• **EXERCISE GOAL**
Pictures excluded, return every entry exactly, please.

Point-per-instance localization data

▼▼▼

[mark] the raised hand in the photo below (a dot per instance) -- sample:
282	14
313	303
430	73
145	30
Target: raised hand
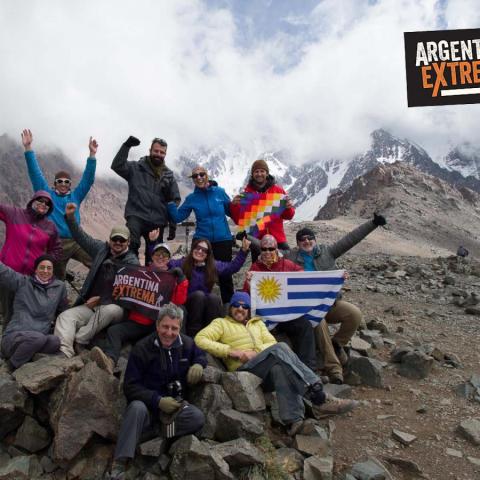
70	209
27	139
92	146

▲▲▲

• **EXERCISE RESULT**
[mark] the raised hand in the photo below (a dot per instance) -- sample:
282	14
313	303
430	73
145	30
Target: raised hand
70	209
27	139
92	146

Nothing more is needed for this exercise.